**SOURCE DOCUMENT:**
╭──
Sports cars, big and little royals, musicians, crafters, chefs, business folks, nonprofit groups and – drumroll, please – apples will all converge on Liberty Park for Batesville’s 24th Applefest. The celebration presented by the city’s Kiwanis Club is slated for Saturday, Sept. 28, from 11 a.m.-6 p.m. and Sunday, Sept. 29, from 11 a.m.-4 p.m.
Chairman Jay Reichmuth is hopeful Hoosiers will continue to support the weekend. “It’s an inexpensive afternoon out on a nice fall day. Enjoy some good food and good crafts.” He’s excited about one fresh attraction if the weather cooperates. “We’re going to have a cruise-in by the Corvette Club of Hamilton, Ohio” (please see schedule in box).
Right before the fest officially opens, the second annual Mayor’s Youth Council Trail Trek walk/run will draw athletes to the park. Participants can select one of two routes, 1.75 miles and 5 kilometers. Each contestant will receive a goody bag and there will be drawings for a YMCA family day pass, restaurant gift certificates and more prizes.
The cost to participate is $10 per person or $25 for a family of three or more, less than last year “to make the event more affordable,” explains sponsor Teri Fledderman. Proceeds will be used to maintain the Liberty Trail, the first phase of the city’s trail system. Registration forms are available at www.batesvilleindiana.us and The Herald-Tribune office, Memorial Building, YMCA, library and Sherman House.
History buffs and fans of the “Little House on the Prairie” books and TV show can visit two Pioneer Living Tents organized by Batesville Memorial Public Library staffers. “You’re actually going to be able to grind wheat into flour and take it home with you” at a station manned by Matt Nobbe. “You can make butter on the spot” with the assistance of Marlene Emsweller and her children, who will provide old farm tools, according to Reichmuth. Folk musician Larry Dimick will let visitors play some of his 15 instruments and make rhythm instruments to take home, reports Sandra Dickey, head of youth services.
An adjacent tent boasts children’s activities at eight stations, including panning for gold; making bread dough; looking at Indian artifacts, pioneer books and a ringer washer; making friendship bracelets after carding wool; creating more crafts, such as paper doll chains and optical illusions; and playing with vintage wooden toys. When kids are accompanied by parents and grandparents, “it becomes a story tent,” reports Dickey. “These stories just start coming out” as elders reminisce about days gone by.
Entertainment headliner Hogeye Navvy, also sponsored by BMPL, has performed at the fest before. The sound of the Indianapolis-based acoustic quartet blends vocals, guitar, octave mandolin, tenor banjo, concertina, bodhran and fiddle.
Bandmate Mac Bellner says, “This year at Applefest, our focus is on Americana, so we will be doing things that tell stories of American history and experience. This will include sea chanteys, too, and some of the Hogeye Navvy favorites. We encourage people to make requests for songs they really want to hear.” He adds, “We find the audiences there so warm and receptive, and would like to take them with us wherever we go!”
╰──
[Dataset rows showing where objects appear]
╭──
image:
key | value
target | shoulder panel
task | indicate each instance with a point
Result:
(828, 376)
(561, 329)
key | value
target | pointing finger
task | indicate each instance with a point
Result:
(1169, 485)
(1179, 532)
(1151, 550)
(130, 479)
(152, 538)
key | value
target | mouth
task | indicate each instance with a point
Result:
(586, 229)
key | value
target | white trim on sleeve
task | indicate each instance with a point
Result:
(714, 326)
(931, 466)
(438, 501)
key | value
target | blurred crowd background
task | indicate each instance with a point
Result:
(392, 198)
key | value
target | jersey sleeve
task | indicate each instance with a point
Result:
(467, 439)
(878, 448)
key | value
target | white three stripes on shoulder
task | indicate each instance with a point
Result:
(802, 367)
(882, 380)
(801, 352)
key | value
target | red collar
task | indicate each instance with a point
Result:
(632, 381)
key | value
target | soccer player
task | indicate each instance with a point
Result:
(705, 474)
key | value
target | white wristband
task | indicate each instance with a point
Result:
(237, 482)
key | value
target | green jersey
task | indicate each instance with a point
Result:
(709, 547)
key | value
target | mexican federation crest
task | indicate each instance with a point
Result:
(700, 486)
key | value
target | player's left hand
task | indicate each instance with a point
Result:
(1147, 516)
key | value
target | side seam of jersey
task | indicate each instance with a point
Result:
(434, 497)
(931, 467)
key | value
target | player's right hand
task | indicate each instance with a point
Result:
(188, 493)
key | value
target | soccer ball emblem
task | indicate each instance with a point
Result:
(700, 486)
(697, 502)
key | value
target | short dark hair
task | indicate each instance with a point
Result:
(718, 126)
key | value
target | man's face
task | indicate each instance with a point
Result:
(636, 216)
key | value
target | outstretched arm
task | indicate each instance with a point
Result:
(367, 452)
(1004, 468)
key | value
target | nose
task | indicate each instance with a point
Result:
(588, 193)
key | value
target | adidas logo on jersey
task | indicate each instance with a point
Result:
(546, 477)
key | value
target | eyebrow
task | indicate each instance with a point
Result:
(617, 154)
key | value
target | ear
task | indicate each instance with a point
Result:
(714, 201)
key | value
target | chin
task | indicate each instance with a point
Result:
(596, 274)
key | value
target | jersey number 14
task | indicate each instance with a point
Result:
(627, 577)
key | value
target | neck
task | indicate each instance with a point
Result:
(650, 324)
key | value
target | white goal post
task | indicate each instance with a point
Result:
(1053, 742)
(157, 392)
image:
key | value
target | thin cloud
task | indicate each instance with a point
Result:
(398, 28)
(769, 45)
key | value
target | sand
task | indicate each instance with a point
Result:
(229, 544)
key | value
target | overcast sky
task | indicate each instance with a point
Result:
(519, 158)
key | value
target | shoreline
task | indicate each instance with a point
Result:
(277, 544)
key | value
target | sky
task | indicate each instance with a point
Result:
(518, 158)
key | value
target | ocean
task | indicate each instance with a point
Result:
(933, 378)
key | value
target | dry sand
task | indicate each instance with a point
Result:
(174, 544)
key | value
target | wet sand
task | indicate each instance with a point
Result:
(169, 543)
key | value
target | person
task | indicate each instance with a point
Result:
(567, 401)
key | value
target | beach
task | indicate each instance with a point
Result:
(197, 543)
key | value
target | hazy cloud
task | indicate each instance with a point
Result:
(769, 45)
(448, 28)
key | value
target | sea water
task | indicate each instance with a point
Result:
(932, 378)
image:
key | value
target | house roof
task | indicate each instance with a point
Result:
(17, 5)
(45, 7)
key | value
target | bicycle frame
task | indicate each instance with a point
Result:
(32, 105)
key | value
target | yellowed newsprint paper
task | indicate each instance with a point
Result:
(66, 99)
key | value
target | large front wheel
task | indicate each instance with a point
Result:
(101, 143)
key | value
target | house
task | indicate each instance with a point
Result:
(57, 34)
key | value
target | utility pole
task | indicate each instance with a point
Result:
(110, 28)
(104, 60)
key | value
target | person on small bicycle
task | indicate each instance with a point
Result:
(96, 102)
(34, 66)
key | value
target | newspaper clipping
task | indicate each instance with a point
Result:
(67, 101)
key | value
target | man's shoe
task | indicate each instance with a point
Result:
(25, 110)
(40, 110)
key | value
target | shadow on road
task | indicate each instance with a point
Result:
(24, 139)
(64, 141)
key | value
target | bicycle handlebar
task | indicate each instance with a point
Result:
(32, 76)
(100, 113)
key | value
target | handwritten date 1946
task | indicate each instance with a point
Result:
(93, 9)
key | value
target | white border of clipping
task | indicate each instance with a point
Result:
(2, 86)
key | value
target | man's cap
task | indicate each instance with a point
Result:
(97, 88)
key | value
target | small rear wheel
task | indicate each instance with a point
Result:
╰──
**COMPLETE THE FOLLOWING:**
[1] According to the Applefest article, which two route lengths can participants choose for the Trail Trek walk/run?
[2] List every instrument that the Applefest article names as part of Hogeye Navvy's sound.

**RESULTS FOR EACH TASK:**
[1] 1.75 miles and 5 kilometers.

[2] Guitar, octave mandolin, tenor banjo, concertina, bodhran, fiddle